PAGE TEXT:
Blinds and curtains drawn against direct sun, do work - they stop the IR landing on you, furniture, walls and floors. In Italy and other hot countries, they often fit roller blinds to the outside, operated by a strap inside. Often they are horizontal wooden slats.

Reply to
Harry Bloomfield, Esq.

If you are serious about the optimum thermal performance then you want the most brilliant white that you can find on the sun facing side, a thin layer of insulator and then a mirror metallic finish on the inside.

If you are really serious then you have a second layer behind that to trap the warm air against the sun facing curtain.

My workshop uses the stuff intended for putting behind radiators to decouple the interior from the sun drenched roof and main door. It makes a huge different to the interior temperature this time of year.

It can only slow down the ingress of heat it cannot prevent it, but the temperature never gets higher than the free air temperature and stay below it until quite late in the afternoon.

The mirror mylar solution I suggested elsewhere also works reasonably well at reflecting heat and light back outside without making the room too dark. External shutters or sunshades trump any internal solution.

It is the visible light as well that is being thermalised in the room. Reflecting as much as possible back is the first line of defence but it must be by a material that still looks black in the 10um thermal band.

Aluminium foil gets mad hot in direct sunlight. Brilliant matt white doesn't. MgO was the preferred super white for observatory domes back in the days before they had air conditioning. TiO2 isn't a bad choice for a white pigment matt consumer paint.

Reply to
Martin Brown

Drive around in the car with the air conditioning on :-)

Reply to
nightjar

That.

A lad was doing some plastering for me in blistering heat, I was suffering but couldn't complain as he'd been grafting in it for hours while i'd been sat on my arse.

I could have kissed the bastard when he announced he was running low and might need another bag!

Reply to
R D S

Mmm, - surely curtains closed, windows open will help?

Reply to
RJH

Just adding to the discussion that you can get double glazing with micro blinds between the panes. This solves some of the inside/outside problem and does slow down the heating effect of the sun.

Shadow side doors/ground floor windows open and sunny side upstairs windows open also seems to work for cooling air flow.

INFORMATION SHOWN:
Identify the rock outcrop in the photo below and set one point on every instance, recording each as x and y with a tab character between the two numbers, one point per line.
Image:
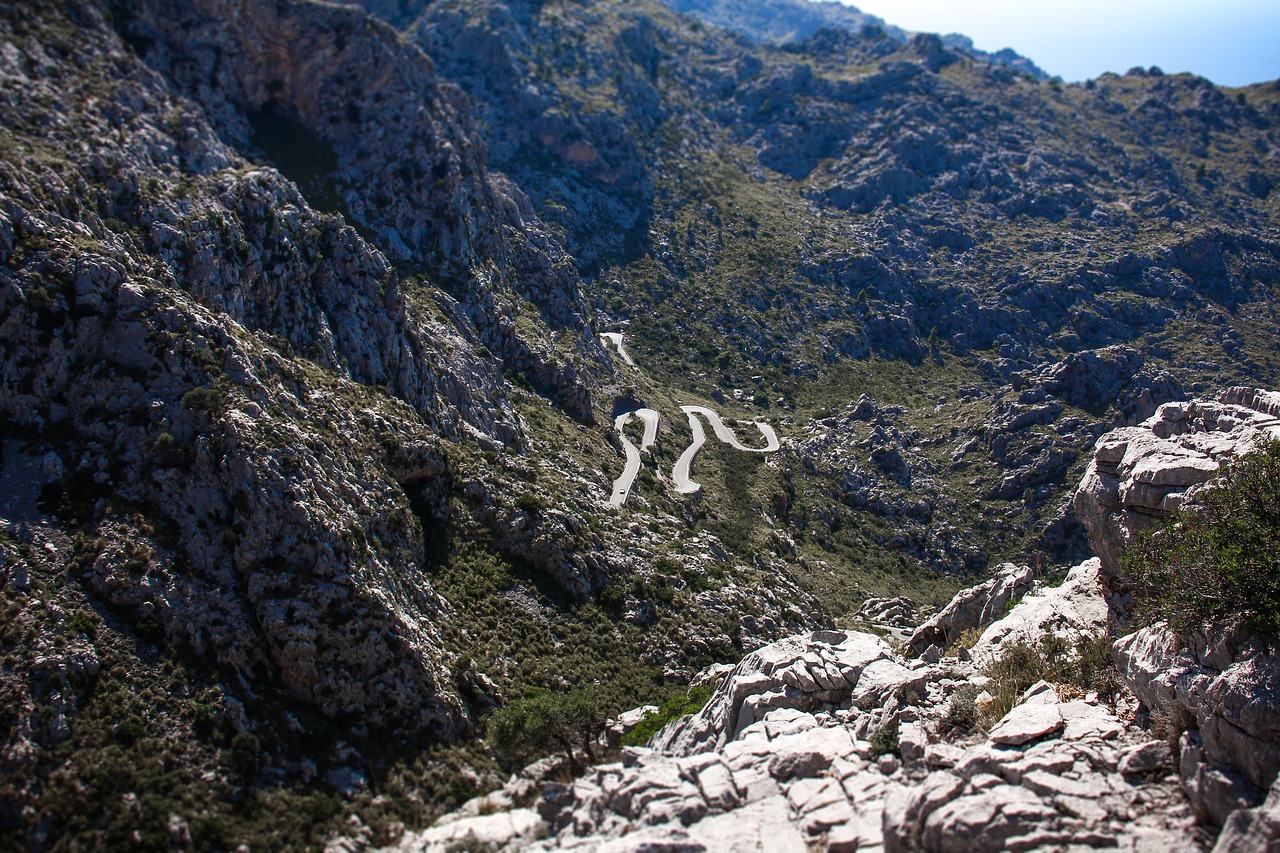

TASK TO COMPLETE:
Reproduce the passage of the discussion on keeping rooms cool from "I could have" to "cooling air flow.", swapping "double glazing" for "triple glazing".

TASK SOLUTION:
I could have kissed the bastard when he announced he was running low and might need another bag!

Reply to
R D S

Mmm, - surely curtains closed, windows open will help?

Reply to
RJH

Just adding to the discussion that you can get triple glazing with micro blinds between the panes. This solves some of the inside/outside problem and does slow down the heating effect of the sun.

Shadow side doors/ground floor windows open and sunny side upstairs windows open also seems to work for cooling air flow.